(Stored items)
□ □ □ □
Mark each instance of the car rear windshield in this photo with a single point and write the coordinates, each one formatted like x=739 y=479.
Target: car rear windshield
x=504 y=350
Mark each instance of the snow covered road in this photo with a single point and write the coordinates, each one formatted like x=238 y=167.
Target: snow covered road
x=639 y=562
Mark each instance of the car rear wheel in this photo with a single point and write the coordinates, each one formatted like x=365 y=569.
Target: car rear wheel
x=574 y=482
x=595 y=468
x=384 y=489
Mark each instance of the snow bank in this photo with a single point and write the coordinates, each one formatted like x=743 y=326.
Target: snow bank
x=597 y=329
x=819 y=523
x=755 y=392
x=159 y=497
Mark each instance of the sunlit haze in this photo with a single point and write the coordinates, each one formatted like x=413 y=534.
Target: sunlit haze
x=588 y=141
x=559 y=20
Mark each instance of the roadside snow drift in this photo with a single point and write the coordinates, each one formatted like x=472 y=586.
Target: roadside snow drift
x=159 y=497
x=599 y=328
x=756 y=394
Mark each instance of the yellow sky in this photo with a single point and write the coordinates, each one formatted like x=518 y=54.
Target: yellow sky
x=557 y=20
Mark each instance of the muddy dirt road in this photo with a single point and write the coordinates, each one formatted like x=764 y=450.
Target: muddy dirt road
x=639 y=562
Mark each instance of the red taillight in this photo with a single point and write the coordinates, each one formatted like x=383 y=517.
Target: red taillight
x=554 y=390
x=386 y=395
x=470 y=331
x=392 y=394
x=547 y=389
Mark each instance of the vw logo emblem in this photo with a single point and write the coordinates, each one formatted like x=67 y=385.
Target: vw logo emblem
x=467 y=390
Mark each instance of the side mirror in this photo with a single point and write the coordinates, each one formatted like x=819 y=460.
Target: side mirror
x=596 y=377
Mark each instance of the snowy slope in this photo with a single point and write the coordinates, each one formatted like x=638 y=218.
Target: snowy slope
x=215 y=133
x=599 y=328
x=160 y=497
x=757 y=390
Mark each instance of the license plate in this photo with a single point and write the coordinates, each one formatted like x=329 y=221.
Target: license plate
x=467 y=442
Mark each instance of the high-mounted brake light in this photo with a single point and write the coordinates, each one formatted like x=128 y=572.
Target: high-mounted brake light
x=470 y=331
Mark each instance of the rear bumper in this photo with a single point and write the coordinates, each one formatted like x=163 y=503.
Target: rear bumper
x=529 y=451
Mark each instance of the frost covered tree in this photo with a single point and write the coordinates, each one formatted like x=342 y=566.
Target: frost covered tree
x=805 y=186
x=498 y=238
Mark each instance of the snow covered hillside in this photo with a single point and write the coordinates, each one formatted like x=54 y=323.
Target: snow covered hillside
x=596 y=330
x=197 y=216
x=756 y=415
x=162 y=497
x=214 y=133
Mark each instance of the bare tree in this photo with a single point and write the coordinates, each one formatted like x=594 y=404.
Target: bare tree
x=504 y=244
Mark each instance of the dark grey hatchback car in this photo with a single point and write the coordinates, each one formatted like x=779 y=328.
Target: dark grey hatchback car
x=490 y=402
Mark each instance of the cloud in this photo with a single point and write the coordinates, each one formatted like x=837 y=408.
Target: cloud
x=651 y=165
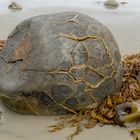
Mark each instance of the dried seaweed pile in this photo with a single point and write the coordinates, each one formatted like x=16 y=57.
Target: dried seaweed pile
x=105 y=113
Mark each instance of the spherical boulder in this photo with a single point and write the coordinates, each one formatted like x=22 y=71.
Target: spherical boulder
x=58 y=64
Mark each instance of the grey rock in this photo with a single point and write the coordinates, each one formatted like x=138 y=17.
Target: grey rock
x=59 y=63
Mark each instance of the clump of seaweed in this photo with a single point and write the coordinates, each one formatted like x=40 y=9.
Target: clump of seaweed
x=105 y=113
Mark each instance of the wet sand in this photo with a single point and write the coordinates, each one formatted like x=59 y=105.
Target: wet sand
x=124 y=24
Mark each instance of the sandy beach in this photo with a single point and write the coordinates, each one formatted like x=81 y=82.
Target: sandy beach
x=124 y=24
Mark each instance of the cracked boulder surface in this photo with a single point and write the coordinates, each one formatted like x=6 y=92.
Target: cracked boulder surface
x=58 y=64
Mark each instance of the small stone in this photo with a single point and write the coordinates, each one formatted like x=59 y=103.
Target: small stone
x=15 y=6
x=111 y=3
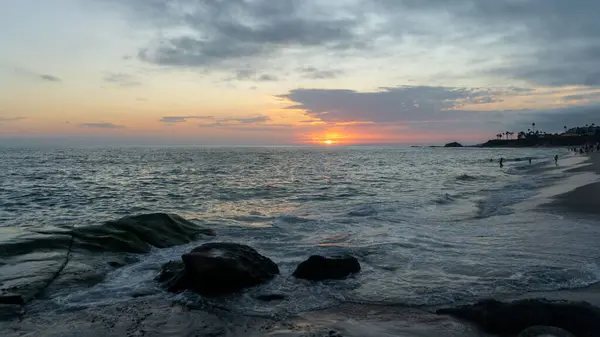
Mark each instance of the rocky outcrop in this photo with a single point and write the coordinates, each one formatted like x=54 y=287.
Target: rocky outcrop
x=319 y=268
x=578 y=318
x=545 y=331
x=139 y=233
x=218 y=268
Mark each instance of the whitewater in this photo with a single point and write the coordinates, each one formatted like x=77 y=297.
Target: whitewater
x=430 y=226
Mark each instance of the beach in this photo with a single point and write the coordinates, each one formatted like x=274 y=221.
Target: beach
x=432 y=228
x=584 y=199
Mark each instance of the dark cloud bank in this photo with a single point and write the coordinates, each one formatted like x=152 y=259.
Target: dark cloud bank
x=534 y=42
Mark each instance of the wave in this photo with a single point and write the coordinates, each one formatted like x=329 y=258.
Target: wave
x=445 y=199
x=364 y=210
x=466 y=177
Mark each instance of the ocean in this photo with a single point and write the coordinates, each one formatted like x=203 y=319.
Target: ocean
x=430 y=226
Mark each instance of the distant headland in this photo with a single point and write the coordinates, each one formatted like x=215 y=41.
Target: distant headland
x=577 y=136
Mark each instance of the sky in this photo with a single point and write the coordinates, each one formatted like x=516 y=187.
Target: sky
x=295 y=72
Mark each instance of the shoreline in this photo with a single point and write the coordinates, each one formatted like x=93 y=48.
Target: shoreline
x=583 y=199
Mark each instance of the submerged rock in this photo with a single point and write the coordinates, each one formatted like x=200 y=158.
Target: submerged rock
x=169 y=270
x=219 y=268
x=139 y=233
x=270 y=297
x=545 y=331
x=578 y=318
x=319 y=268
x=36 y=263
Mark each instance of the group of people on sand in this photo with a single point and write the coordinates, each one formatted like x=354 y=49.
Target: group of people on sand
x=502 y=160
x=586 y=149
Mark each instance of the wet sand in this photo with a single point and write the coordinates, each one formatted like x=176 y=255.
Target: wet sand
x=584 y=199
x=156 y=315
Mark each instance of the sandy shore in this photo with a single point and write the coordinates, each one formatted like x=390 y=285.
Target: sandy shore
x=584 y=199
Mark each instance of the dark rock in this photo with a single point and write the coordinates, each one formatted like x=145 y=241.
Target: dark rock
x=169 y=270
x=319 y=268
x=116 y=264
x=8 y=298
x=221 y=268
x=270 y=297
x=545 y=331
x=578 y=318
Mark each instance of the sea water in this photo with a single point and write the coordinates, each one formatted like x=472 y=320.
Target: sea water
x=430 y=226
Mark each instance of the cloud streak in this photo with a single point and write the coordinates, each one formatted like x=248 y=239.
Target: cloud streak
x=11 y=119
x=101 y=126
x=49 y=78
x=182 y=119
x=122 y=80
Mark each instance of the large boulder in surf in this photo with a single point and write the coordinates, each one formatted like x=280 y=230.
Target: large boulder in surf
x=578 y=318
x=319 y=268
x=219 y=268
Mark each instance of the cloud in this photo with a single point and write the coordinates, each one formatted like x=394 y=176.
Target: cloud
x=247 y=120
x=182 y=119
x=11 y=119
x=399 y=104
x=581 y=97
x=542 y=42
x=214 y=121
x=316 y=74
x=267 y=78
x=218 y=32
x=246 y=74
x=121 y=79
x=49 y=78
x=100 y=126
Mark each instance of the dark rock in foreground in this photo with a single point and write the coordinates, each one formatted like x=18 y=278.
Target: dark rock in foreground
x=319 y=268
x=169 y=270
x=579 y=318
x=270 y=297
x=218 y=268
x=545 y=331
x=8 y=298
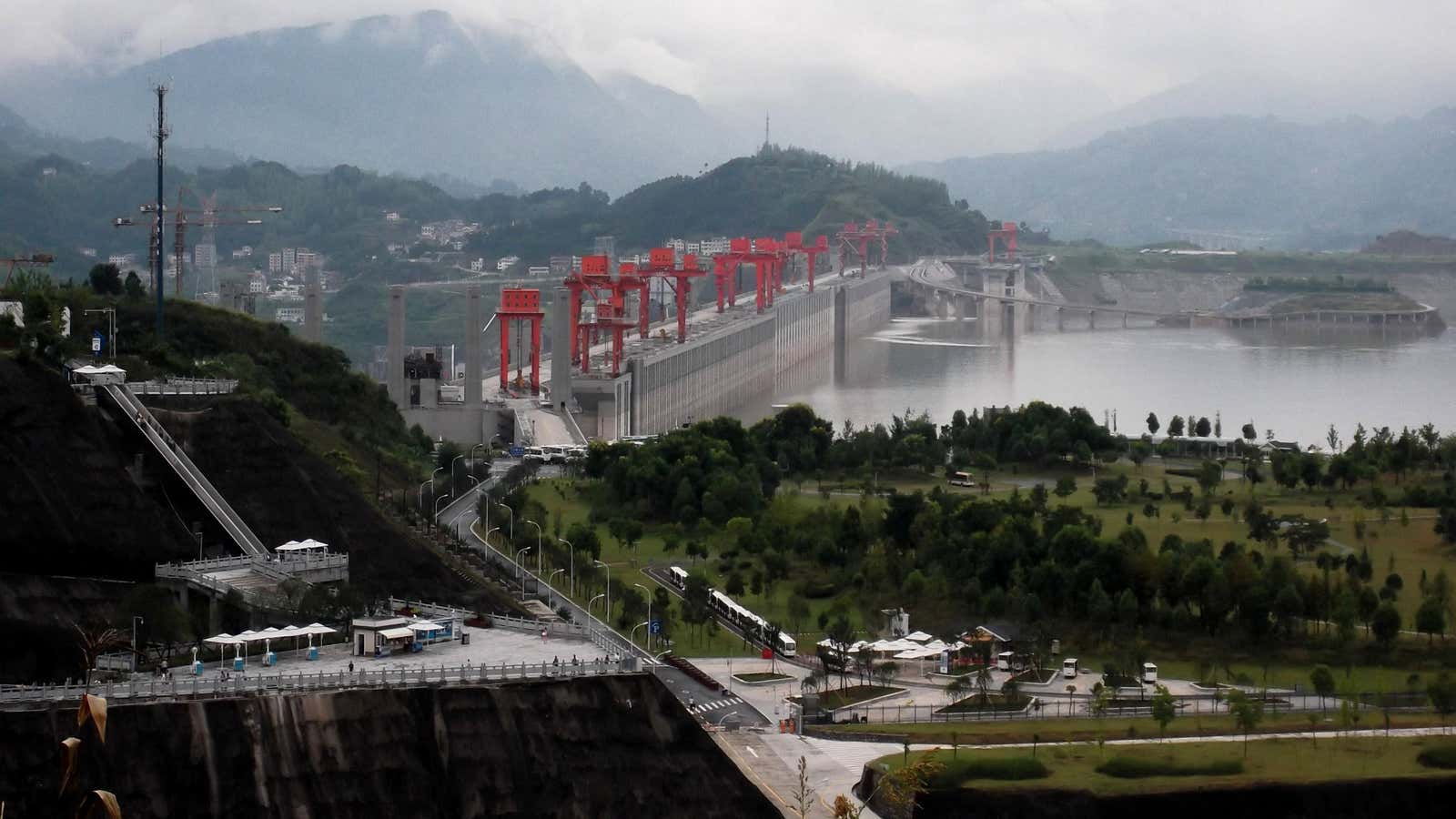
□ □ □ □
• **Exercise**
Give the data again exactly as written, with no pictures included.

• **Solution**
Mark each instance of the car rear windshield in this photo with a single point and write the coordinates, each one formatted like x=739 y=479.
Target: car rear windshield
x=504 y=350
Mark each instance of the snow covered road in this photo with a single point and write the coordinates, each one formatted like x=238 y=167.
Target: snow covered road
x=639 y=562
Mark each instance of the car rear wheel in this photo with a single point and write the coordinates, each one formatted like x=365 y=569.
Target: car rear wheel
x=574 y=482
x=595 y=468
x=384 y=489
Mark each instance of the snow bank in this photo with a single point and write the coordinates, each one formatted like x=743 y=326.
Target: snow bank
x=597 y=329
x=819 y=523
x=755 y=392
x=159 y=497
Mark each instance of the sunlit haze in this photo with a single point and write the coordinates, each one formatted like x=413 y=534.
Target: sunlit haze
x=588 y=141
x=559 y=20
Mark each instance of the roadside snow drift in this photo with a single point and write the coordinates, each one formatted like x=472 y=586.
Target: roadside snow drift
x=159 y=497
x=599 y=328
x=756 y=394
Mark each instance of the yellow sky in this photo with a single point and write the coordinates, each one formatted like x=518 y=54.
Target: yellow sky
x=557 y=20
Mark each instance of the muddy dirt road in this photo with a single point and write the coordinates, each one formatted like x=764 y=450.
Target: muddy dirt road
x=639 y=562
Mark each instance of the red taillight in this photo with a single point and write the coordinates, each one formatted like x=383 y=517.
Target: red taillight
x=554 y=390
x=386 y=395
x=470 y=331
x=392 y=394
x=547 y=389
Mark each instance of the vw logo emblem in this photo with a single point and write the coordinates, each one formatted like x=67 y=385.
Target: vw logo emblem
x=467 y=390
Mark each instance of the side mirror in this photo with a single point and write the coordinates, each one formatted like x=819 y=460.
Target: side mirror
x=596 y=377
Mark each instance of the snowy slope in this photo with a single point and write the coordinates, each one formatted like x=638 y=218.
Target: snowy slope
x=215 y=133
x=599 y=328
x=160 y=497
x=757 y=390
Mark each instance of the license plate in this photo with a single point and write the coordinates, each one formatted like x=329 y=221.
Target: license plate
x=467 y=442
Mark each instance of the high-mounted brake light in this photo with a single point and write the coordinates, each one formatted like x=128 y=572.
Target: high-mounted brake light
x=470 y=331
Mark each instance of the rear bumper in this photo with a single point and write the coordinates, each one formatted like x=163 y=503.
Target: rear bumper
x=529 y=451
Mark each instance of the frost covered tree in this photo with a single point and write the coordinates, each one formatted like x=342 y=566.
Target: frost covered tree
x=805 y=186
x=498 y=238
Mark each instance of the snow covered hillside in this photo with a single point and write the coordinates, each one formatted like x=54 y=323.
Target: snow covered hillside
x=596 y=330
x=197 y=216
x=756 y=415
x=162 y=497
x=214 y=133
Mark each instance of the bare tree in this photo with a single point and write the coordinates, each one formatted like x=594 y=404.
Target: bare tree
x=504 y=244
Mark each instance of the dark grey hatchback car in this photo with a single point and write the coordinates, each one formatted like x=779 y=328.
Target: dark grey hatchback car
x=490 y=402
Mark each instance of the cloud in this photo with a single point and write the coordinates, each one formatted like x=837 y=408.
Target: cloud
x=651 y=165
Mark each instance of the dried seaweed pile in this photo with a single point and write the coordinates, each one formatted like x=16 y=57.
Target: dried seaweed pile
x=105 y=113
Mark each instance of the spherical boulder in this photo with a single point and write the coordinates, each one formatted like x=22 y=71.
Target: spherical boulder
x=58 y=64
Mark each instance of the grey rock in this photo with a single point and write the coordinates, each one formatted like x=138 y=17.
Target: grey rock
x=59 y=63
Mark each instance of the clump of seaweed in this photo with a single point and write the coordinates, each one formatted like x=40 y=9.
Target: clump of seaweed
x=105 y=113
Mark each instance of the wet sand in this photo with a single point and write the coordinates, each one formatted like x=59 y=105.
Target: wet sand
x=124 y=24
Mark each instance of the sandy beach in this photo with a single point and write the coordinates, each one formatted like x=81 y=82.
Target: sandy beach
x=124 y=24
Mark each instance of the cracked boulder surface in this photo with a single point and write the coordinates, each one formatted like x=6 y=92.
Target: cracked boulder surface
x=58 y=64
Mark each instance of the small stone in this photo with a single point and write the coordinates, each one formatted like x=59 y=103.
Target: small stone
x=15 y=6
x=111 y=3
Mark each instance of the rocky outcrop in this photo with a single point and write the coordinates, each one formatted like x=54 y=287.
Target: rocky outcrop
x=319 y=268
x=578 y=318
x=545 y=331
x=139 y=233
x=218 y=268
Mark each instance of the whitewater in this photo with a single point and write the coordinates, each one formatted like x=77 y=297.
Target: whitewater
x=430 y=226
Mark each instance of the beach in this photo with a single point and write the coordinates, each one formatted like x=274 y=221.
Target: beach
x=432 y=228
x=584 y=199
Mark each instance of the dark cloud bank in this photo with a single point and write the coordinates, each one formatted like x=152 y=259.
Target: dark cloud bank
x=534 y=42
Mark each instance of the wave in this photo with a single point and write the coordinates, each one formatted like x=329 y=258.
Target: wave
x=445 y=199
x=364 y=210
x=466 y=177
Mark each instance of the ocean in this photo with a single point and write the coordinates, each one formatted like x=203 y=319.
Target: ocean
x=430 y=226
Mark each instance of the distant headland in this photo with a single point and write the coordinates, each one formatted like x=215 y=41.
Target: distant headland
x=577 y=136
Mark each instance of the sky in this photo with a single point and write the coordinates, each one formatted like x=516 y=187.
Target: sky
x=295 y=72
Mark each instance of the shoreline in this photo with a single point and write the coordinates, each one formatted like x=93 y=48.
Target: shoreline
x=583 y=199
Mark each instance of the submerged rock in this photo with a single point and write the coordinates, each one formatted like x=200 y=158.
Target: submerged rock
x=169 y=270
x=219 y=268
x=139 y=233
x=270 y=297
x=545 y=331
x=578 y=318
x=319 y=268
x=36 y=263
Mark each instance of the group of people on sand in this photo with a single point and write the coordinates, each one formatted like x=354 y=49.
Target: group of people on sand
x=502 y=160
x=586 y=149
Mark each instance of the wet sand in this photo with a single point and write the coordinates, each one formatted like x=176 y=255.
Target: wet sand
x=584 y=199
x=156 y=315
Mark each instance of the sandy shore in this photo with a single point and write the coordinates, each one formatted like x=390 y=285.
Target: sandy shore
x=584 y=199
Mark each instance of the dark rock in this photo with a single point and write the coordinates, each one formatted like x=145 y=241.
Target: dark rock
x=169 y=270
x=319 y=268
x=116 y=264
x=8 y=298
x=221 y=268
x=270 y=297
x=545 y=331
x=578 y=318
Mark each instance of the sea water in this photo with a single point and write the coordinates, each one formatted like x=472 y=320.
Target: sea water
x=430 y=226
Mark each instance of the cloud streak in this photo with a single point and write the coordinates, each one formatted like x=248 y=239.
Target: cloud streak
x=11 y=119
x=101 y=126
x=49 y=78
x=182 y=119
x=122 y=80
Mark each instance of the large boulder in surf in this photo with a single point and write the coordinates, each one formatted like x=280 y=230.
Target: large boulder in surf
x=578 y=318
x=319 y=268
x=219 y=268
Mark each instance of the cloud in this photo with a single point and write the coordinates, each one formatted like x=394 y=176.
Target: cloud
x=247 y=120
x=182 y=119
x=11 y=119
x=399 y=104
x=581 y=97
x=542 y=42
x=214 y=121
x=316 y=74
x=267 y=78
x=218 y=32
x=246 y=74
x=121 y=79
x=49 y=78
x=100 y=126
Mark each instance of the dark rock in foreground in this photo with a single point and write the coordinates, each one formatted like x=18 y=278.
Target: dark rock in foreground
x=319 y=268
x=169 y=270
x=579 y=318
x=270 y=297
x=218 y=268
x=545 y=331
x=8 y=298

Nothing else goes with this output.